Please pull out every line of the data below that contains the word "donkey". Case counts.

* * *

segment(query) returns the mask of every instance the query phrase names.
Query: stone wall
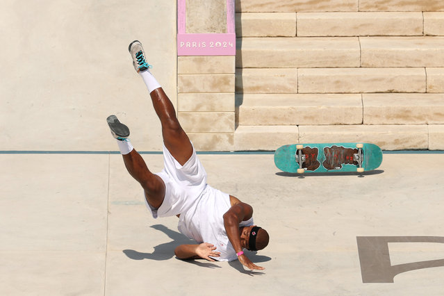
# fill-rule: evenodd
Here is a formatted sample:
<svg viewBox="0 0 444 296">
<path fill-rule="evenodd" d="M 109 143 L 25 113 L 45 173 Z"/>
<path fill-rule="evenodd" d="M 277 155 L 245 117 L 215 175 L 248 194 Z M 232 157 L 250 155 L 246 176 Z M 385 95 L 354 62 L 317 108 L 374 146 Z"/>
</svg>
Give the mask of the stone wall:
<svg viewBox="0 0 444 296">
<path fill-rule="evenodd" d="M 444 1 L 236 4 L 234 149 L 444 149 Z"/>
</svg>

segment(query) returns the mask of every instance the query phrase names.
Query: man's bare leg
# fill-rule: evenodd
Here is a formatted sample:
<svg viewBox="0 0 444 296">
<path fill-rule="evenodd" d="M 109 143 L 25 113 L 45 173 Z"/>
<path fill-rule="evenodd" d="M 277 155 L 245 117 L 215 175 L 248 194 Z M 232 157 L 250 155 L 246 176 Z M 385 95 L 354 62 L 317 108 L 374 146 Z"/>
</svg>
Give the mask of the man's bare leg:
<svg viewBox="0 0 444 296">
<path fill-rule="evenodd" d="M 153 90 L 149 95 L 161 120 L 165 147 L 177 162 L 183 165 L 192 154 L 192 145 L 179 123 L 174 107 L 162 88 Z"/>
<path fill-rule="evenodd" d="M 171 155 L 183 165 L 192 154 L 192 145 L 176 116 L 176 110 L 165 92 L 149 72 L 151 66 L 146 61 L 142 44 L 135 40 L 129 44 L 135 71 L 145 83 L 153 106 L 162 124 L 162 135 L 165 147 Z"/>
<path fill-rule="evenodd" d="M 111 133 L 117 140 L 128 172 L 143 188 L 148 203 L 154 208 L 160 207 L 165 197 L 163 181 L 148 170 L 147 164 L 140 154 L 133 147 L 128 139 L 129 135 L 128 127 L 122 124 L 115 115 L 109 116 L 106 121 L 111 130 Z"/>
</svg>

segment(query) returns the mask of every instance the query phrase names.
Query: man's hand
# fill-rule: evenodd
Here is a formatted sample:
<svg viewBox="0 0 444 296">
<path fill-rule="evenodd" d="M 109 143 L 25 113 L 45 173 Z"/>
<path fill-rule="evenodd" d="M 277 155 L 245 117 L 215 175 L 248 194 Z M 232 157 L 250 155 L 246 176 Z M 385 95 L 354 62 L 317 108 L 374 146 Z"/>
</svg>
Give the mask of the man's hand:
<svg viewBox="0 0 444 296">
<path fill-rule="evenodd" d="M 216 247 L 214 246 L 214 245 L 211 245 L 208 242 L 202 242 L 202 244 L 199 245 L 197 248 L 196 248 L 196 254 L 200 258 L 206 259 L 208 261 L 215 261 L 213 258 L 210 258 L 209 256 L 220 256 L 220 252 L 215 252 L 215 249 Z"/>
<path fill-rule="evenodd" d="M 242 254 L 238 256 L 238 259 L 239 259 L 239 262 L 240 262 L 244 266 L 249 268 L 250 270 L 263 270 L 265 268 L 262 268 L 261 266 L 258 266 L 248 258 L 245 254 Z"/>
</svg>

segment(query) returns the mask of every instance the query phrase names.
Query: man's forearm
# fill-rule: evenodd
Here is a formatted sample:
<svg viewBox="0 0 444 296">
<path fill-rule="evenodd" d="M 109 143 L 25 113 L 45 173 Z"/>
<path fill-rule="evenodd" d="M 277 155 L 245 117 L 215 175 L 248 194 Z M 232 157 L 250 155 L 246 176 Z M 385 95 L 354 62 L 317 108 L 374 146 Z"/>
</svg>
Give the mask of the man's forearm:
<svg viewBox="0 0 444 296">
<path fill-rule="evenodd" d="M 181 245 L 174 249 L 174 254 L 180 259 L 195 259 L 199 258 L 196 254 L 199 245 Z"/>
<path fill-rule="evenodd" d="M 238 253 L 242 251 L 238 217 L 235 215 L 224 215 L 224 227 L 225 231 L 227 231 L 227 236 L 228 236 L 228 239 L 236 252 Z"/>
</svg>

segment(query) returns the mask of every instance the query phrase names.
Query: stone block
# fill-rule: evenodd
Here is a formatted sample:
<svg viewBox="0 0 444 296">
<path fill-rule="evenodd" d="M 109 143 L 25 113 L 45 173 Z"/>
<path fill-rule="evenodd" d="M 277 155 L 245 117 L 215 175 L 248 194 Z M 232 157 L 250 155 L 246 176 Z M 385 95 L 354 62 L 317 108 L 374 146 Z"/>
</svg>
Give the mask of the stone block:
<svg viewBox="0 0 444 296">
<path fill-rule="evenodd" d="M 237 12 L 358 11 L 359 0 L 236 0 Z"/>
<path fill-rule="evenodd" d="M 178 56 L 178 74 L 233 74 L 234 56 Z"/>
<path fill-rule="evenodd" d="M 443 94 L 364 94 L 364 124 L 444 124 Z"/>
<path fill-rule="evenodd" d="M 252 38 L 237 44 L 238 68 L 361 66 L 357 38 Z"/>
<path fill-rule="evenodd" d="M 188 133 L 196 151 L 233 151 L 233 133 Z"/>
<path fill-rule="evenodd" d="M 181 74 L 177 92 L 234 92 L 235 74 Z"/>
<path fill-rule="evenodd" d="M 297 92 L 297 69 L 238 69 L 237 93 L 288 94 Z"/>
<path fill-rule="evenodd" d="M 444 13 L 424 13 L 424 35 L 444 35 Z"/>
<path fill-rule="evenodd" d="M 238 116 L 240 125 L 361 124 L 361 96 L 245 94 Z"/>
<path fill-rule="evenodd" d="M 178 119 L 187 133 L 234 133 L 233 112 L 179 113 Z"/>
<path fill-rule="evenodd" d="M 362 37 L 362 67 L 443 67 L 443 37 Z"/>
<path fill-rule="evenodd" d="M 444 68 L 426 68 L 427 92 L 444 92 Z"/>
<path fill-rule="evenodd" d="M 297 36 L 422 35 L 418 13 L 297 13 Z"/>
<path fill-rule="evenodd" d="M 299 93 L 425 92 L 424 68 L 298 69 Z"/>
<path fill-rule="evenodd" d="M 297 126 L 240 126 L 234 133 L 234 149 L 274 151 L 298 138 Z"/>
<path fill-rule="evenodd" d="M 234 94 L 179 94 L 179 112 L 234 112 Z"/>
<path fill-rule="evenodd" d="M 442 0 L 360 0 L 359 11 L 444 11 Z"/>
<path fill-rule="evenodd" d="M 299 142 L 365 142 L 383 150 L 427 149 L 427 125 L 299 126 Z"/>
<path fill-rule="evenodd" d="M 444 150 L 444 125 L 429 126 L 429 149 Z"/>
<path fill-rule="evenodd" d="M 186 33 L 227 33 L 227 0 L 187 0 Z"/>
<path fill-rule="evenodd" d="M 295 37 L 296 13 L 236 13 L 238 37 Z"/>
</svg>

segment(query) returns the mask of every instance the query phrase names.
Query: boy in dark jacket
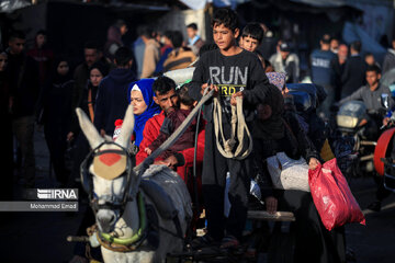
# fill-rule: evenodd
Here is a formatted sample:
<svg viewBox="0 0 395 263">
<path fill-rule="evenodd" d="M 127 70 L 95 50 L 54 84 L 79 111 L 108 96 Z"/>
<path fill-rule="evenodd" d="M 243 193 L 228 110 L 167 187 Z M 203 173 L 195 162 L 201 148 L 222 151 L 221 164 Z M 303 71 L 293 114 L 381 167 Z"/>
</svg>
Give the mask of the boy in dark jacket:
<svg viewBox="0 0 395 263">
<path fill-rule="evenodd" d="M 230 107 L 237 104 L 236 98 L 244 100 L 242 112 L 247 127 L 250 128 L 256 105 L 263 100 L 269 81 L 257 55 L 236 46 L 239 30 L 234 11 L 217 10 L 212 26 L 218 49 L 206 52 L 200 58 L 193 73 L 190 95 L 196 101 L 201 100 L 208 87 L 207 81 L 211 82 L 208 89 L 215 90 L 214 96 L 222 106 L 218 114 L 222 114 L 223 122 L 219 125 L 223 126 L 225 137 L 229 137 Z M 217 119 L 213 119 L 213 100 L 204 105 L 203 116 L 207 121 L 202 176 L 207 233 L 195 239 L 192 247 L 200 248 L 221 241 L 224 249 L 236 248 L 247 219 L 251 158 L 225 158 L 219 153 L 216 145 L 218 138 L 214 134 L 214 122 Z M 248 141 L 246 136 L 244 141 Z M 225 222 L 224 190 L 228 171 L 232 179 L 228 194 L 232 209 Z"/>
<path fill-rule="evenodd" d="M 115 53 L 115 65 L 108 77 L 99 85 L 94 106 L 94 126 L 103 136 L 114 133 L 114 123 L 123 118 L 127 108 L 127 88 L 136 80 L 131 70 L 132 52 L 127 47 L 120 47 Z"/>
<path fill-rule="evenodd" d="M 193 110 L 194 100 L 188 95 L 188 84 L 182 85 L 177 93 L 179 96 L 180 108 L 174 108 L 165 117 L 159 136 L 153 144 L 145 148 L 145 152 L 147 152 L 148 156 L 158 149 L 159 146 L 161 146 L 170 135 L 181 126 L 183 121 L 185 121 Z M 178 151 L 194 147 L 195 132 L 196 121 L 194 119 L 181 137 L 168 150 L 162 152 L 159 158 L 166 159 Z"/>
</svg>

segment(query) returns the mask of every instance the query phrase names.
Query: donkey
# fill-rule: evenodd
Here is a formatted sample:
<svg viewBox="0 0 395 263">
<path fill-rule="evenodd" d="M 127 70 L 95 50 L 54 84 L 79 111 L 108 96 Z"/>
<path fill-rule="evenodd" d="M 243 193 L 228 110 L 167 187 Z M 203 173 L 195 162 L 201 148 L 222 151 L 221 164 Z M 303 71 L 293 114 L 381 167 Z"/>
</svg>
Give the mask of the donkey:
<svg viewBox="0 0 395 263">
<path fill-rule="evenodd" d="M 168 253 L 182 251 L 192 217 L 189 192 L 166 165 L 153 164 L 140 176 L 134 172 L 126 150 L 134 127 L 132 105 L 115 141 L 102 138 L 80 108 L 77 115 L 93 149 L 81 164 L 81 180 L 104 262 L 163 262 Z"/>
</svg>

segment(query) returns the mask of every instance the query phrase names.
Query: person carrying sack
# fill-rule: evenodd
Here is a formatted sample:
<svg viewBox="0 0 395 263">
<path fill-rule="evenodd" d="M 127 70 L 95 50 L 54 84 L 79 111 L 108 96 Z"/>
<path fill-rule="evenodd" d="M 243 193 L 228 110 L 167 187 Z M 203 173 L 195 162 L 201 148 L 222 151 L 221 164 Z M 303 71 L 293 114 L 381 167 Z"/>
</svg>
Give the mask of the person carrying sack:
<svg viewBox="0 0 395 263">
<path fill-rule="evenodd" d="M 238 152 L 240 145 L 248 148 L 250 141 L 245 127 L 247 126 L 250 130 L 255 105 L 263 100 L 269 81 L 258 57 L 236 45 L 239 30 L 237 14 L 233 10 L 217 10 L 212 26 L 218 49 L 206 52 L 201 56 L 190 89 L 190 95 L 196 101 L 202 99 L 207 87 L 210 90 L 215 90 L 214 98 L 208 100 L 203 108 L 203 117 L 207 124 L 202 192 L 206 209 L 207 233 L 193 240 L 192 248 L 199 249 L 221 242 L 223 249 L 235 249 L 239 245 L 247 220 L 252 159 L 251 155 L 244 156 L 242 152 L 247 149 L 241 149 L 240 156 L 237 155 L 237 157 L 233 153 Z M 241 108 L 240 103 L 242 103 Z M 233 118 L 235 116 L 233 112 L 237 112 L 237 108 L 233 106 L 239 106 L 240 114 L 237 116 L 244 115 L 246 122 L 246 125 L 242 125 L 244 128 L 239 129 L 238 125 L 235 125 L 236 118 Z M 215 122 L 217 122 L 217 128 L 215 128 Z M 239 118 L 237 122 L 244 121 Z M 239 133 L 245 133 L 245 135 L 239 137 Z M 227 157 L 219 151 L 217 140 L 218 145 L 226 148 Z M 228 156 L 229 152 L 232 153 Z M 228 193 L 232 208 L 225 221 L 224 193 L 228 171 L 232 179 Z"/>
<path fill-rule="evenodd" d="M 346 262 L 345 243 L 336 243 L 331 233 L 323 226 L 309 192 L 274 187 L 268 171 L 267 159 L 283 152 L 289 160 L 306 160 L 311 170 L 319 165 L 319 155 L 303 132 L 293 113 L 284 114 L 284 100 L 278 88 L 270 85 L 266 100 L 257 108 L 255 123 L 253 153 L 256 182 L 261 190 L 269 213 L 293 211 L 292 222 L 295 236 L 294 262 Z M 279 168 L 281 169 L 281 167 Z M 305 174 L 308 182 L 308 173 Z M 336 232 L 337 235 L 337 232 Z M 342 240 L 342 233 L 339 233 Z"/>
</svg>

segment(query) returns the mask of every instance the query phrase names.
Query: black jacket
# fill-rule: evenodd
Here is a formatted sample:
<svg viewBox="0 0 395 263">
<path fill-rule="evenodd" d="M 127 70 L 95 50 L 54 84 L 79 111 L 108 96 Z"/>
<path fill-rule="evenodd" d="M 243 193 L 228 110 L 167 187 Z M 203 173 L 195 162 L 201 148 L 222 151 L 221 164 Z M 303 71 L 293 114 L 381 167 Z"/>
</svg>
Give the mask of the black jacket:
<svg viewBox="0 0 395 263">
<path fill-rule="evenodd" d="M 292 112 L 285 112 L 284 121 L 289 124 L 285 127 L 285 136 L 279 140 L 253 138 L 253 159 L 256 182 L 261 190 L 262 199 L 273 195 L 271 176 L 268 171 L 266 159 L 278 152 L 285 152 L 292 159 L 303 157 L 307 163 L 311 158 L 319 160 L 319 155 L 314 145 L 303 132 L 296 116 Z"/>
<path fill-rule="evenodd" d="M 9 54 L 8 72 L 13 117 L 34 115 L 40 95 L 38 64 L 25 54 Z"/>
<path fill-rule="evenodd" d="M 100 82 L 93 122 L 98 130 L 104 129 L 108 135 L 114 133 L 115 121 L 125 116 L 127 89 L 135 80 L 136 76 L 132 70 L 116 68 Z"/>
<path fill-rule="evenodd" d="M 365 83 L 366 68 L 366 62 L 359 55 L 347 59 L 341 76 L 341 99 L 351 95 Z"/>
</svg>

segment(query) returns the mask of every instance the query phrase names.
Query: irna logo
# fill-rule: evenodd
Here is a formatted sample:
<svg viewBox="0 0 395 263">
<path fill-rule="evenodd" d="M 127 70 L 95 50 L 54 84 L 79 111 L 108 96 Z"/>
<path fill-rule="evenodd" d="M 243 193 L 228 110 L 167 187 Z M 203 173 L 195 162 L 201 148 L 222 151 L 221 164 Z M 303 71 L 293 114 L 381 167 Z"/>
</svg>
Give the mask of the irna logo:
<svg viewBox="0 0 395 263">
<path fill-rule="evenodd" d="M 50 188 L 41 190 L 37 188 L 38 199 L 77 199 L 78 190 L 74 188 Z"/>
</svg>

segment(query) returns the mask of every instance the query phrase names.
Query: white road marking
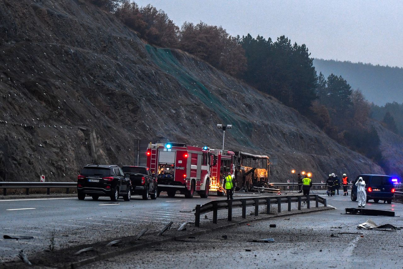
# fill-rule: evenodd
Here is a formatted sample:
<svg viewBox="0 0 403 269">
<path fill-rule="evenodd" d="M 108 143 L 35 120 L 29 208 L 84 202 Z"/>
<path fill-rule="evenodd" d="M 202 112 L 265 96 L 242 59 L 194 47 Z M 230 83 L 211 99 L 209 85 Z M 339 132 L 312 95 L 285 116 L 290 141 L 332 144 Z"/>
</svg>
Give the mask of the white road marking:
<svg viewBox="0 0 403 269">
<path fill-rule="evenodd" d="M 10 200 L 0 200 L 0 202 L 10 202 L 14 201 L 32 201 L 33 200 L 59 200 L 60 199 L 76 199 L 77 197 L 71 197 L 69 198 L 38 198 L 37 199 L 12 199 Z"/>
</svg>

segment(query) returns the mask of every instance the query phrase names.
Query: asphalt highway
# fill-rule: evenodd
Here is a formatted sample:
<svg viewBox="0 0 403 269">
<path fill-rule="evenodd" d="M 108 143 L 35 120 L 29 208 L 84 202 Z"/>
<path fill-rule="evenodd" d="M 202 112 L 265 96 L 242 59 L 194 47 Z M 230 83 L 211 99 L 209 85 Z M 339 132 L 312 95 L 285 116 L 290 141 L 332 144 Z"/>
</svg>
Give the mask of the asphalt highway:
<svg viewBox="0 0 403 269">
<path fill-rule="evenodd" d="M 15 260 L 24 249 L 30 255 L 52 249 L 137 234 L 145 227 L 158 231 L 167 222 L 174 226 L 194 222 L 196 205 L 225 197 L 209 196 L 192 199 L 177 194 L 169 198 L 161 193 L 156 200 L 143 200 L 140 196 L 125 202 L 120 198 L 116 203 L 109 198 L 98 201 L 87 196 L 84 200 L 77 197 L 0 200 L 0 263 Z M 235 197 L 253 194 L 236 194 Z M 240 209 L 234 216 L 240 216 Z M 210 221 L 208 218 L 202 222 Z M 219 212 L 219 218 L 226 217 Z M 31 239 L 6 239 L 4 235 L 31 236 Z"/>
<path fill-rule="evenodd" d="M 92 263 L 84 269 L 114 268 L 401 268 L 402 231 L 357 229 L 370 218 L 403 225 L 402 217 L 341 214 L 356 207 L 349 196 L 327 197 L 333 210 L 235 226 Z M 370 202 L 366 208 L 403 213 L 403 205 Z M 269 224 L 276 224 L 270 228 Z M 341 227 L 341 228 L 337 228 Z M 227 238 L 222 239 L 223 235 Z M 272 243 L 249 242 L 272 238 Z"/>
</svg>

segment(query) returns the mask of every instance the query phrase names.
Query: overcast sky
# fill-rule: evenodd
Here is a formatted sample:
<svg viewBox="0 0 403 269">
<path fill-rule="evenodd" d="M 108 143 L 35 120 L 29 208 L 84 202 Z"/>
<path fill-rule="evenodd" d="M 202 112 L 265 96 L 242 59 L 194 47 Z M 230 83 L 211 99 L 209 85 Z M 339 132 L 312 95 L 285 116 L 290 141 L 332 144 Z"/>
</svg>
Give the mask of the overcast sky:
<svg viewBox="0 0 403 269">
<path fill-rule="evenodd" d="M 305 44 L 311 56 L 403 67 L 403 1 L 136 0 L 178 26 L 200 20 L 232 35 Z"/>
</svg>

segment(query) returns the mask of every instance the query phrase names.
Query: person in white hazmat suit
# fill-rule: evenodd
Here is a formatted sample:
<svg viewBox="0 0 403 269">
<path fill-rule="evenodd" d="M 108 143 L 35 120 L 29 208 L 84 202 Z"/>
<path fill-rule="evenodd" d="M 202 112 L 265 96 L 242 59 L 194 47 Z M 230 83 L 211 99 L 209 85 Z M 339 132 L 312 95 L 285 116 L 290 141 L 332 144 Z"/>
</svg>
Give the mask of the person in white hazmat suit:
<svg viewBox="0 0 403 269">
<path fill-rule="evenodd" d="M 367 202 L 367 193 L 365 192 L 365 181 L 360 177 L 355 182 L 357 186 L 357 200 L 358 207 L 365 207 Z"/>
</svg>

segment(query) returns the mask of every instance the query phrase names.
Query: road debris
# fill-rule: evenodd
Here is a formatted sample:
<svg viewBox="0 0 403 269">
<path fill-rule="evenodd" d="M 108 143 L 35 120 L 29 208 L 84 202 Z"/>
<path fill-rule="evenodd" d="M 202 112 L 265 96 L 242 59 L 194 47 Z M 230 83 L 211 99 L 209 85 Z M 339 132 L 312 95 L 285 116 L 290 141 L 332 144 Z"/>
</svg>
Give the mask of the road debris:
<svg viewBox="0 0 403 269">
<path fill-rule="evenodd" d="M 137 236 L 137 237 L 136 237 L 135 240 L 138 240 L 142 236 L 143 236 L 143 235 L 145 233 L 145 232 L 148 230 L 148 228 L 145 228 L 145 229 L 143 229 L 143 230 L 142 230 L 140 232 L 140 233 L 139 234 L 139 235 Z"/>
<path fill-rule="evenodd" d="M 346 208 L 344 214 L 365 215 L 366 216 L 384 216 L 394 217 L 395 212 L 384 210 L 366 209 L 365 208 Z"/>
<path fill-rule="evenodd" d="M 254 239 L 253 240 L 248 240 L 248 242 L 256 242 L 257 243 L 270 243 L 274 242 L 274 240 L 272 238 L 266 238 L 263 239 Z"/>
<path fill-rule="evenodd" d="M 174 222 L 173 221 L 170 222 L 168 224 L 165 225 L 165 226 L 164 227 L 163 229 L 161 230 L 161 231 L 158 234 L 158 235 L 162 235 L 162 234 L 163 234 L 165 232 L 165 231 L 169 229 L 171 225 L 173 224 L 173 223 Z"/>
<path fill-rule="evenodd" d="M 27 236 L 25 235 L 8 235 L 4 234 L 3 238 L 5 239 L 32 239 L 33 236 Z"/>
<path fill-rule="evenodd" d="M 80 249 L 79 251 L 74 253 L 74 255 L 75 256 L 77 256 L 77 255 L 79 255 L 82 253 L 84 253 L 84 252 L 88 252 L 88 251 L 93 251 L 95 250 L 95 249 L 91 247 L 87 247 L 85 249 Z"/>
<path fill-rule="evenodd" d="M 384 224 L 382 225 L 377 225 L 373 220 L 370 219 L 366 222 L 361 224 L 359 224 L 357 226 L 357 229 L 365 229 L 367 230 L 377 230 L 381 231 L 396 231 L 399 228 L 393 226 L 391 224 Z"/>
<path fill-rule="evenodd" d="M 24 253 L 24 250 L 21 249 L 20 251 L 20 252 L 18 253 L 18 257 L 19 257 L 20 259 L 23 260 L 24 263 L 26 263 L 29 265 L 32 265 L 32 264 L 31 263 L 29 260 L 28 259 L 28 258 L 27 257 L 27 255 L 25 255 Z"/>
<path fill-rule="evenodd" d="M 183 223 L 182 224 L 182 225 L 181 225 L 180 226 L 179 226 L 179 228 L 178 228 L 178 231 L 181 231 L 181 230 L 186 230 L 186 225 L 187 225 L 187 222 L 183 222 Z"/>
<path fill-rule="evenodd" d="M 114 240 L 113 241 L 111 241 L 108 243 L 106 245 L 106 247 L 112 247 L 114 246 L 116 244 L 119 244 L 119 243 L 122 243 L 122 240 L 120 239 L 118 239 L 117 240 Z"/>
</svg>

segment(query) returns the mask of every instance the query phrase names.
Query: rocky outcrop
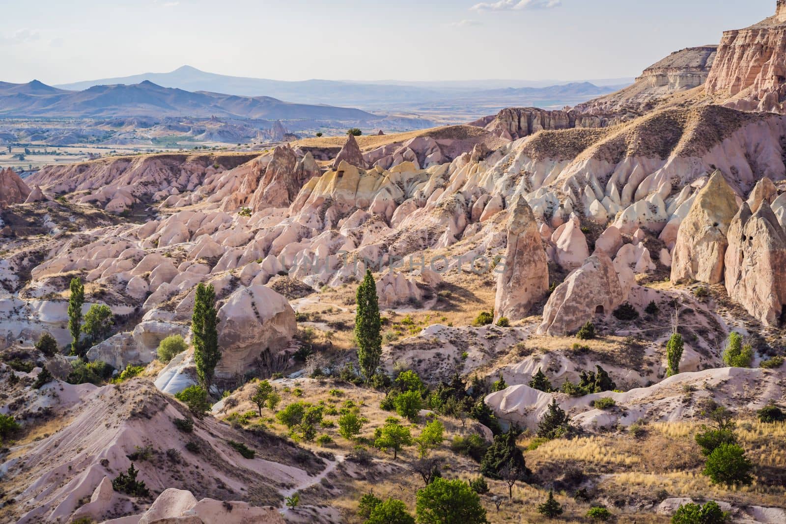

* * *

TASK SOLUTION ->
Query: donkey
Give the mask of the donkey:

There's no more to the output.